About this task
With "distant" as the search word, show every line of the material that has it.
(Beginning of Data for review)
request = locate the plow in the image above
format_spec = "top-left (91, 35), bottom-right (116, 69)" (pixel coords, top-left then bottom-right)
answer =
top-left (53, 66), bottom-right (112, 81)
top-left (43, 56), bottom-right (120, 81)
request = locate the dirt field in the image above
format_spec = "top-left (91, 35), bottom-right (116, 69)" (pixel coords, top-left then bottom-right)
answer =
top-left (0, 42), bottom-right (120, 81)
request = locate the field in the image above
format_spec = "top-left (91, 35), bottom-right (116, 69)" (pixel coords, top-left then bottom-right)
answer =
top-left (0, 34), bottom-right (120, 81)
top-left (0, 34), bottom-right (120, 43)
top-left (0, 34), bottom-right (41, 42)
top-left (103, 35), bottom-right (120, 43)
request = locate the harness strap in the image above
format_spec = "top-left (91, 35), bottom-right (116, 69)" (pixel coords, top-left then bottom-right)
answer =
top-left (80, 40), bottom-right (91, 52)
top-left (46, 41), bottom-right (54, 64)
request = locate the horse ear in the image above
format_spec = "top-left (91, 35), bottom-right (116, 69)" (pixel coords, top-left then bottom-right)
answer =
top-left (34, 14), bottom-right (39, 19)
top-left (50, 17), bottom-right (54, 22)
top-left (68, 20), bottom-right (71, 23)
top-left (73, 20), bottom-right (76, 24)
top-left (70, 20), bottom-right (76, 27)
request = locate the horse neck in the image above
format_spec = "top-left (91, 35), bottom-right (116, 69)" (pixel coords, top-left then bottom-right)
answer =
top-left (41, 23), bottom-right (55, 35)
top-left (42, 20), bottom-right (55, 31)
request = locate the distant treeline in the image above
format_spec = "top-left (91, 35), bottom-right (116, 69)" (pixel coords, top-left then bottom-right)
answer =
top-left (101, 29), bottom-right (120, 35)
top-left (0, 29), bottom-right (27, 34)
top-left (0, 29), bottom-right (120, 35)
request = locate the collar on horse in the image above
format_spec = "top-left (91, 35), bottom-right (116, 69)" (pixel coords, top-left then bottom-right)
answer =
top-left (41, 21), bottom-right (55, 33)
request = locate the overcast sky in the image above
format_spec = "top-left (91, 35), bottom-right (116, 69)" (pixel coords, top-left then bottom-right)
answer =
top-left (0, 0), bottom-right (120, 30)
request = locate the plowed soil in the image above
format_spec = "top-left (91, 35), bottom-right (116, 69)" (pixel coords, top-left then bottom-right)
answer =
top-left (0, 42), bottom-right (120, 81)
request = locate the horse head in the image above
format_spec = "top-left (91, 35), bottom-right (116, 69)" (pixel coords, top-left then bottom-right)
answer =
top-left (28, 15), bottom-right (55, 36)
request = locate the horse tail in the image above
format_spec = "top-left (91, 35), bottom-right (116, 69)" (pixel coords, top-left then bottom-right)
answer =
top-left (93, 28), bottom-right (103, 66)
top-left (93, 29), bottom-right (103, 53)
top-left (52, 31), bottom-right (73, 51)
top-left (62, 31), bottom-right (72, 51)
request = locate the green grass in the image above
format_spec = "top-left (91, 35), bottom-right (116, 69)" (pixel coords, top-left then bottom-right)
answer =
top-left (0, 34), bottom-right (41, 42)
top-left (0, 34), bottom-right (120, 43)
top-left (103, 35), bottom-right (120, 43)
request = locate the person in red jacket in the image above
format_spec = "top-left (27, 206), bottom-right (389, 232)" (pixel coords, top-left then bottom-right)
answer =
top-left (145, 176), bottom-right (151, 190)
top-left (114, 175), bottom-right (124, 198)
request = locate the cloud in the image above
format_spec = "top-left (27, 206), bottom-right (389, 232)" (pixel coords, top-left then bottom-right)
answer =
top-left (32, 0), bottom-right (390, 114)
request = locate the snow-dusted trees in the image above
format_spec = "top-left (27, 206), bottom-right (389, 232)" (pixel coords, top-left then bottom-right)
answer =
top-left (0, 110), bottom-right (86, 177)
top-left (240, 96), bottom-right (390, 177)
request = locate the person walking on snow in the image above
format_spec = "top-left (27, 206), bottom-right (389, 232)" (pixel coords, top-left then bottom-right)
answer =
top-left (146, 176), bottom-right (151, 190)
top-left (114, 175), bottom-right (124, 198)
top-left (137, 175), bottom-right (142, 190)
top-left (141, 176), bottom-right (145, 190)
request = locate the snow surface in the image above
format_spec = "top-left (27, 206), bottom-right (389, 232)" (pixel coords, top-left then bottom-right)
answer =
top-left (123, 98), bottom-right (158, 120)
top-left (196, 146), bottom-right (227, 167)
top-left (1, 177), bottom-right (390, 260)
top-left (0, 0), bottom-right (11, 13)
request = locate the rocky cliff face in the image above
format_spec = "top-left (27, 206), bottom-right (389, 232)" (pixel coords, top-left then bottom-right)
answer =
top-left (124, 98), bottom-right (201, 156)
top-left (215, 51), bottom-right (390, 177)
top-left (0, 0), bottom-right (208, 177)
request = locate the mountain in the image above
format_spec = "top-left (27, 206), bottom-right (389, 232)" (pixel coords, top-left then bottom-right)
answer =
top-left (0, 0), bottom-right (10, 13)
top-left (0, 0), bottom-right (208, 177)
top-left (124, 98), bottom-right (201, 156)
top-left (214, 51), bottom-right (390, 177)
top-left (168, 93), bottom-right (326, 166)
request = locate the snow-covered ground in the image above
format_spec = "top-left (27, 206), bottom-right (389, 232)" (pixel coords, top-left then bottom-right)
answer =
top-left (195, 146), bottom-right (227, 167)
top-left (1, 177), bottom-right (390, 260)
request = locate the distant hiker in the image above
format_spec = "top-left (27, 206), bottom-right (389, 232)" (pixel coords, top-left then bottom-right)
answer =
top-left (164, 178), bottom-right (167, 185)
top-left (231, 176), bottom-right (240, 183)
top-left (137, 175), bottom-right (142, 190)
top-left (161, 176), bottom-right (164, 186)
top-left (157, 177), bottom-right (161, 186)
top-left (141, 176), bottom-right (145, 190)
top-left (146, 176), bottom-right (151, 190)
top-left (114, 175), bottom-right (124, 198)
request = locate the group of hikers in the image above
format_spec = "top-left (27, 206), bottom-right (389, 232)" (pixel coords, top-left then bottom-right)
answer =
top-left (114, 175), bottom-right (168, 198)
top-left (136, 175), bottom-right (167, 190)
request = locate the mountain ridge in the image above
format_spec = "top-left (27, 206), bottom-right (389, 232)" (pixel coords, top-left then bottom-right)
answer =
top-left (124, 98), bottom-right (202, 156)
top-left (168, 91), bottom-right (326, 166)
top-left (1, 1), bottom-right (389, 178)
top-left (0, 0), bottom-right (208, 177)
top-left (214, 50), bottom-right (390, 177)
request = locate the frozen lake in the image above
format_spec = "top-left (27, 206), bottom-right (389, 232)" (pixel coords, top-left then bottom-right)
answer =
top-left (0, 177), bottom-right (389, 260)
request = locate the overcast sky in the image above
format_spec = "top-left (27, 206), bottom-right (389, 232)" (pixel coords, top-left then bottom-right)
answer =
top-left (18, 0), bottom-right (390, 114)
(End of Data for review)
Expected answer
request = locate the distant treeline in the image above
request = locate the distant hiker in the image above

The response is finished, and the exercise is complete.